▶ Challenge: Output every entry exactly as written.

▶ Materials provided:
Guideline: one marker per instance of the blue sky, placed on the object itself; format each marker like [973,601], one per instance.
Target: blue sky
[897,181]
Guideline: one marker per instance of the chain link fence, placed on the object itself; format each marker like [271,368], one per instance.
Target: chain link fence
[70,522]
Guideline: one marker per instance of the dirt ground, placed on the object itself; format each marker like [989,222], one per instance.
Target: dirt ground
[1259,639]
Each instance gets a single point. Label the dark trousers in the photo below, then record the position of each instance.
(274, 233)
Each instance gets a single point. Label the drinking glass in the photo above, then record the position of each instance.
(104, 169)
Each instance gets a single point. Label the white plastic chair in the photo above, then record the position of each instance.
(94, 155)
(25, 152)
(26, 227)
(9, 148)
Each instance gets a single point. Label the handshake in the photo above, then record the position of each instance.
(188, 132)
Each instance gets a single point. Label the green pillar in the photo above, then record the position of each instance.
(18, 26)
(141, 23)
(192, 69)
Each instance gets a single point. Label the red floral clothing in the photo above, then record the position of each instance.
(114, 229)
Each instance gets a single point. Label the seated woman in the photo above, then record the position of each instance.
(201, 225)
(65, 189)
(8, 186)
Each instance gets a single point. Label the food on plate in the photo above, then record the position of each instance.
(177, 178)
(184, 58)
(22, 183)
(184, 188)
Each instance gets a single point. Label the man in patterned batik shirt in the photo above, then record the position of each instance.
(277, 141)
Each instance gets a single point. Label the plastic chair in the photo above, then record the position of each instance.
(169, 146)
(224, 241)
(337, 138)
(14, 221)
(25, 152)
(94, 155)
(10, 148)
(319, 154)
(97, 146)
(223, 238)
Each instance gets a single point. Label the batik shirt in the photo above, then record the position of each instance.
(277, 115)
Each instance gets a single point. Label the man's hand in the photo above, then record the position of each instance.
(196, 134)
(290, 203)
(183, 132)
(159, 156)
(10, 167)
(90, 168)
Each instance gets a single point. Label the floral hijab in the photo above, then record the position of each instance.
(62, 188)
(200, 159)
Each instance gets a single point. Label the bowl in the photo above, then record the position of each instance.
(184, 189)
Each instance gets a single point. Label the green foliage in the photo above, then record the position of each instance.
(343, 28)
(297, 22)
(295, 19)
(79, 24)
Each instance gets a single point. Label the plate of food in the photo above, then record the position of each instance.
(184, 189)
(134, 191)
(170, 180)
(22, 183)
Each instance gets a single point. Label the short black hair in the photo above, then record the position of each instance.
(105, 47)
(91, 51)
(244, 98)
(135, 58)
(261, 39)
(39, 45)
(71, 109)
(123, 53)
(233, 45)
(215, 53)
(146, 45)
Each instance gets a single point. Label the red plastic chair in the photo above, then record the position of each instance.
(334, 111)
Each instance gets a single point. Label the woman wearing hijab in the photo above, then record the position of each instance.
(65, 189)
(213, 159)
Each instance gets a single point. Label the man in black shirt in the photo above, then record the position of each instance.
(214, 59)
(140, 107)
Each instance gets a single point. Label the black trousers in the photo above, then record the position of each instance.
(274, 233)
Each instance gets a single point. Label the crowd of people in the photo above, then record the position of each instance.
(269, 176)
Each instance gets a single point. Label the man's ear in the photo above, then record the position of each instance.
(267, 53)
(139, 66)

▶ Response for this exercise:
Guideline: one marker per instance of the blue sky, placed on the object itself; format each marker like [973,601], one per instance.
Target: blue sky
[897,181]
Guideline: one marker per instance of the chain link fence, placed on the object itself; format each marker like [271,368], one per instance.
Target: chain link fence
[70,522]
Guideline: one marker per instance of the dirt ground, placed on the object itself; format each marker like [989,222], one per instance.
Target: dirt ground
[1259,639]
Each instance gets a single point. Label the dark trousers in the photo below, then record the position of each instance.
(274, 233)
Each instance gets a single point. Label the drinking glass in the photo above, then record the position of each instance.
(104, 169)
Each instance gets a single point. Label the white plastic chair in the photo above, then record the position of each instance.
(94, 155)
(25, 152)
(26, 227)
(9, 148)
Each instance gets a single point. Label the handshake in the photo above, then record the position of each instance.
(188, 132)
Each instance gets a single point. Label the green pillar in the photo above, then record the position of each instance.
(18, 26)
(141, 23)
(192, 69)
Each instance gets a single point. Label the red floral clothing in the photo above, then record the position of each instance.
(114, 229)
Each instance gets a single point. Label the seated woman in the photo above, then record the position of each instance.
(201, 225)
(65, 189)
(8, 186)
Each instance gets a single point. Label the food on plate in the photo above, then record the position of each instance.
(177, 178)
(184, 58)
(22, 183)
(184, 188)
Each instance gets a single point. Label the man in patterned batik shirt in the photo above, then record the position of each instance.
(277, 141)
Each instance gets a single point. Label the plastic chair in the photo above, then record the position of each instance.
(169, 146)
(224, 241)
(337, 138)
(14, 221)
(25, 152)
(94, 155)
(10, 148)
(319, 154)
(97, 146)
(223, 238)
Each instance gets a single point. Label the batik shirt in the photo above, then record the position of each instance.
(277, 115)
Each instance gets a single point. Label the man's hand in the photo above, then record the position of each instance.
(196, 134)
(290, 203)
(183, 132)
(159, 156)
(10, 167)
(90, 168)
Each instance gets a single point. Label the floral hijab in the photo above, then record the position of each instance.
(62, 188)
(200, 159)
Each instance gets a single point. Label the bowl in the photo above, then record the position of each instance.
(184, 189)
Each instance gets a single point. Label the green foliage in the photo above, then record the position of each instance.
(343, 28)
(297, 22)
(295, 19)
(79, 24)
Each instance gets a single point. Label the plate of food in the photo above, then record the position of each instance.
(184, 189)
(134, 191)
(170, 180)
(22, 183)
Each instance gets a single point. Label the short black hair in the photo above, then record the position of each instance.
(105, 47)
(91, 51)
(244, 98)
(135, 58)
(261, 39)
(39, 45)
(71, 109)
(123, 53)
(233, 45)
(215, 53)
(146, 45)
Each instance gets a single point. Label the red plastic chair in the photo above, then record the position of each instance.
(334, 111)
Each instance gets a single point. Label the woman wearing hijab in the photo above, then record the position of each instance.
(65, 189)
(213, 159)
Each instance gets a single point. Label the man in black shirt in the photo above, then record the position of each instance.
(214, 59)
(140, 107)
Each instance gets a single point. Label the black trousers in the photo above, then record the position of each instance.
(274, 233)
Each instance gets a single point. Label the crowd of people in the photo above, then record the position of each instance.
(269, 176)
Each instance gets a single point. Label the man's ear in the photo above, then record the position of each instance.
(267, 53)
(139, 66)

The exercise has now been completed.